» Rows from a dataset:
● ● ●
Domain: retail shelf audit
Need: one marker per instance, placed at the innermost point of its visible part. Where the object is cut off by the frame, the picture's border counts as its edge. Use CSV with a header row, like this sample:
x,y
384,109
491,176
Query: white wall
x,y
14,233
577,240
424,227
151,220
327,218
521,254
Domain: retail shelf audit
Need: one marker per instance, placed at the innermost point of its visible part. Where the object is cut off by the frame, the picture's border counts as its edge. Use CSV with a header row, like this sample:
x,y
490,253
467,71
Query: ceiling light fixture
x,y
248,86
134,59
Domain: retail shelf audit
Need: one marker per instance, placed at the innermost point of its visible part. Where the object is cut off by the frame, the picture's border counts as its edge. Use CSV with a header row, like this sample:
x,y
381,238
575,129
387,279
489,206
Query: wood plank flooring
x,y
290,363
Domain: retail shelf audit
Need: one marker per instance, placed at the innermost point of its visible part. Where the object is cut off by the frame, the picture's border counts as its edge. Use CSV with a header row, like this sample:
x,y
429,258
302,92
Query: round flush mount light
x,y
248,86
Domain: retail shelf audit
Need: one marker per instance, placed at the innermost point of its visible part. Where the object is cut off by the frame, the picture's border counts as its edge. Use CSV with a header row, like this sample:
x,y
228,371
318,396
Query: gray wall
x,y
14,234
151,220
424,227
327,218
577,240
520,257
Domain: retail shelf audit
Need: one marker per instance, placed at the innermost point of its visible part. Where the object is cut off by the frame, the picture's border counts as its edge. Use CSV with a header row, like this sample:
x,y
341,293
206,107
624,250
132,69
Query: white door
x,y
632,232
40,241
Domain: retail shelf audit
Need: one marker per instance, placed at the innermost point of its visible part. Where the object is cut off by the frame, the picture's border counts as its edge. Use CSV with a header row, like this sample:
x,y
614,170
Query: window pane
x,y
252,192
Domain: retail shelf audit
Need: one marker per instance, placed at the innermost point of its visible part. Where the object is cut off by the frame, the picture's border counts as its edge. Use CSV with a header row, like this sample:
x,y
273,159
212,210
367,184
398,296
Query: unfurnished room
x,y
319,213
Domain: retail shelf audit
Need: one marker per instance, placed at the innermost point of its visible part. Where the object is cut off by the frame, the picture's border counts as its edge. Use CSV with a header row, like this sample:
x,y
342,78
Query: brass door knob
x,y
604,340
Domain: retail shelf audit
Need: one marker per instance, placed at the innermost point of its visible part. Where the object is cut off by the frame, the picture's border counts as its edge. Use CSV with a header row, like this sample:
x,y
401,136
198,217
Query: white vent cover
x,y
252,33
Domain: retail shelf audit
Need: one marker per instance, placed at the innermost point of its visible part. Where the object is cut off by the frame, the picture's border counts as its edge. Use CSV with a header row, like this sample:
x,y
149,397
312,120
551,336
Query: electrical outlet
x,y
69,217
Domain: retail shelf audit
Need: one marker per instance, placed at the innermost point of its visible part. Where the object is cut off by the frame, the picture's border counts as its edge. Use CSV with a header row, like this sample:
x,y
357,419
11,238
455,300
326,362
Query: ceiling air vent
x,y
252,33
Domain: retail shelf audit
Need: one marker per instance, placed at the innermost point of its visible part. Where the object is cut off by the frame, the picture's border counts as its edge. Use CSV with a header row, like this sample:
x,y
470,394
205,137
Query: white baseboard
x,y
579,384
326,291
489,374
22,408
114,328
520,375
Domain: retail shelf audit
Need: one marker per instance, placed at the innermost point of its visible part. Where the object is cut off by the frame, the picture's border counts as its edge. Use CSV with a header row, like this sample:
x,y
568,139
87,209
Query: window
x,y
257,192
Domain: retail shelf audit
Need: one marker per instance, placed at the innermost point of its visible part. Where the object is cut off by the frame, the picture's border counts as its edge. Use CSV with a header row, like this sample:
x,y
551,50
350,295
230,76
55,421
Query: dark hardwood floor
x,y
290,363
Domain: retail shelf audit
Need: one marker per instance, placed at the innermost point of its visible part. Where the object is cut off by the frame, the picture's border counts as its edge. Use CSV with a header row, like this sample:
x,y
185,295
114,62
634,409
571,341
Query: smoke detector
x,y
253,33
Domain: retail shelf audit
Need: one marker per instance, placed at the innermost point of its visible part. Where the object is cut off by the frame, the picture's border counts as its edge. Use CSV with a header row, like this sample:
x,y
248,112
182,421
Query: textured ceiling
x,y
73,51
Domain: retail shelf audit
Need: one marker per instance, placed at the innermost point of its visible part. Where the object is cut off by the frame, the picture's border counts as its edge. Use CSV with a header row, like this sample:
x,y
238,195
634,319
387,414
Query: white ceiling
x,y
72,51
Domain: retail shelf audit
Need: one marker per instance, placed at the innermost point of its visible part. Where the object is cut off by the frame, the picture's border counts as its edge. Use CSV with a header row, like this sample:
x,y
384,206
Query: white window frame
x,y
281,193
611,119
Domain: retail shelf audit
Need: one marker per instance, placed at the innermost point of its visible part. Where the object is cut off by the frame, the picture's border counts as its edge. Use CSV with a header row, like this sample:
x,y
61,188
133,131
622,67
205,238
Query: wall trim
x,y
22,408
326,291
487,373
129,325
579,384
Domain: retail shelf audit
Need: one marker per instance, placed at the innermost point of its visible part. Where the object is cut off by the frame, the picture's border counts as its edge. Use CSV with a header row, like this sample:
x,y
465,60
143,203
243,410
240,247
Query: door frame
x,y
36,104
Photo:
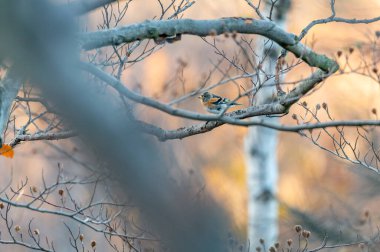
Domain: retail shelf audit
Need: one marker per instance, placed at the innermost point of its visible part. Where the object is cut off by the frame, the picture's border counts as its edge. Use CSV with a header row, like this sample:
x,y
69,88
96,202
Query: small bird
x,y
214,103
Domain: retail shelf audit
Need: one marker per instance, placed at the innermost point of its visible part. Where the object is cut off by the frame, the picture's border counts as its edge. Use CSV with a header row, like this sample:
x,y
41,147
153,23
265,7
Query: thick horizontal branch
x,y
279,105
42,136
155,29
80,7
184,132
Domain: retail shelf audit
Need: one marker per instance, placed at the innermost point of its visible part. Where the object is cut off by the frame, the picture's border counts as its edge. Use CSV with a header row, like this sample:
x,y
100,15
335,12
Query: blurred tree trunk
x,y
261,145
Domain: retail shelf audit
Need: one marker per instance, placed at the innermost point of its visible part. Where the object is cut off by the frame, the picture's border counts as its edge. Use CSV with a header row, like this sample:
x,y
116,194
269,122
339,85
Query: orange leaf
x,y
6,151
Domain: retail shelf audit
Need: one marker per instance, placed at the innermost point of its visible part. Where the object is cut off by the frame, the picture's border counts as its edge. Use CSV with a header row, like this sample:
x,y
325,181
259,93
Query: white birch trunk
x,y
261,152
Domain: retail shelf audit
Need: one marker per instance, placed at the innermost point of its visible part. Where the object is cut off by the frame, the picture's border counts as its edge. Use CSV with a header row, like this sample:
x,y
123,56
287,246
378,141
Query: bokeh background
x,y
316,190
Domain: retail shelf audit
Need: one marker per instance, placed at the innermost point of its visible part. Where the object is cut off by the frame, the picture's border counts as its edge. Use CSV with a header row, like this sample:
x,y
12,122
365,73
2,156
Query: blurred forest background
x,y
316,190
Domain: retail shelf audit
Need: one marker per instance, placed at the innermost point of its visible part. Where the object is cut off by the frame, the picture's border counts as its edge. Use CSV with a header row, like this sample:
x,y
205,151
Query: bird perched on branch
x,y
216,104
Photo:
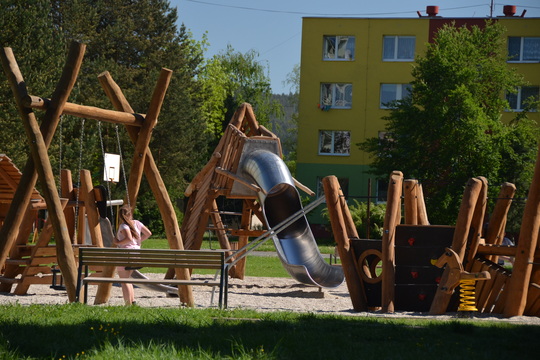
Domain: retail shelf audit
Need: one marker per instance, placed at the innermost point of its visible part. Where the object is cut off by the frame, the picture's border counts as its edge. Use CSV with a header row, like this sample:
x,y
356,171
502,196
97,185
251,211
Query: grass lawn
x,y
76,331
268,266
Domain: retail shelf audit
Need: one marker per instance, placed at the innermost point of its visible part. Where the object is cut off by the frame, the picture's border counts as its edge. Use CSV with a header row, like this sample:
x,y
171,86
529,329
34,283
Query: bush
x,y
359,214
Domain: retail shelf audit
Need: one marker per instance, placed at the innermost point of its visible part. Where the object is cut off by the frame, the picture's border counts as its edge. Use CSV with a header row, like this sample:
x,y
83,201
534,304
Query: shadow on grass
x,y
69,330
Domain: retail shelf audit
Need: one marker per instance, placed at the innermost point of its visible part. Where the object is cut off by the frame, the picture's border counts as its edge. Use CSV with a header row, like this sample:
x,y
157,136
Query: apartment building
x,y
352,67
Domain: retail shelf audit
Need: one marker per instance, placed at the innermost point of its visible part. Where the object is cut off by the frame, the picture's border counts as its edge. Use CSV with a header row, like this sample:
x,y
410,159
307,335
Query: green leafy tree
x,y
290,138
449,129
359,215
239,78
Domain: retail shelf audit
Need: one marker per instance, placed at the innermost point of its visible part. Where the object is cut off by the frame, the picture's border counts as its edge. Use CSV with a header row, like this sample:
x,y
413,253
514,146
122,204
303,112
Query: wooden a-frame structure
x,y
219,177
139,128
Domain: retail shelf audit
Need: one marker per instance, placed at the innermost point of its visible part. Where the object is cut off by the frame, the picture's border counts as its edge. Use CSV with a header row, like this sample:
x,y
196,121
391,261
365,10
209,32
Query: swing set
x,y
25,262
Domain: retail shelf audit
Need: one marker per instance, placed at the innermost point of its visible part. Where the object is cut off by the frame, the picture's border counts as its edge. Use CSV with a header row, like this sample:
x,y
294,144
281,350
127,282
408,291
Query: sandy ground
x,y
261,294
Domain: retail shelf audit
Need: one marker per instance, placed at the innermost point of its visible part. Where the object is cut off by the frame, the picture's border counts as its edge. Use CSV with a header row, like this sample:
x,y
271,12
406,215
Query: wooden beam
x,y
459,241
243,181
391,220
143,140
340,228
410,194
477,224
88,112
526,248
151,171
421,206
28,180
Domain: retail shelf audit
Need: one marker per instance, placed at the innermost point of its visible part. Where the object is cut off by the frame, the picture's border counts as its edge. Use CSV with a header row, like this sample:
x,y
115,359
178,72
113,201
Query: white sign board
x,y
111,171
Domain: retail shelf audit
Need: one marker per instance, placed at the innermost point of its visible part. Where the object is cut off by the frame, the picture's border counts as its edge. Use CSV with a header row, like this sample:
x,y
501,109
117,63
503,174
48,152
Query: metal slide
x,y
295,245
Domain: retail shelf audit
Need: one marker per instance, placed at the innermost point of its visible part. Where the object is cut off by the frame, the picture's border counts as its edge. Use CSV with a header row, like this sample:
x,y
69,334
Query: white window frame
x,y
522,45
332,144
348,53
401,91
334,95
395,56
519,100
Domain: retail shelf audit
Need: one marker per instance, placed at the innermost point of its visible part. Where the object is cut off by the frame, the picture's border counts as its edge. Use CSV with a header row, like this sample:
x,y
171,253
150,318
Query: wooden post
x,y
145,133
39,140
477,223
497,221
459,241
410,193
339,228
245,222
526,247
391,220
21,198
421,206
156,183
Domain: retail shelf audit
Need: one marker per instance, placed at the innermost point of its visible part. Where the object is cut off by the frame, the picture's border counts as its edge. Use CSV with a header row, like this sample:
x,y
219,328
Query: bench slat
x,y
149,281
161,258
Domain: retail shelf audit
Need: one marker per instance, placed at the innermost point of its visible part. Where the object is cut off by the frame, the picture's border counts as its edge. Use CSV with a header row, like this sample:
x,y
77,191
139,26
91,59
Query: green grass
x,y
255,266
76,331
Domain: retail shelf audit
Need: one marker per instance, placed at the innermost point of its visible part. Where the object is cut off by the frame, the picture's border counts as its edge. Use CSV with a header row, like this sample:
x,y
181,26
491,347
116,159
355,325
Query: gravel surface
x,y
258,293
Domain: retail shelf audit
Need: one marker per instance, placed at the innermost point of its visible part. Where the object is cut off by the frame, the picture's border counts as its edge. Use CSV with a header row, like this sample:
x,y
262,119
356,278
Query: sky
x,y
274,28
● ● ●
» PROBLEM TO WORK ON:
Report how many lines of the records contain the string "wall", with case counting, and give only the number.

» TASK RESPONSE:
3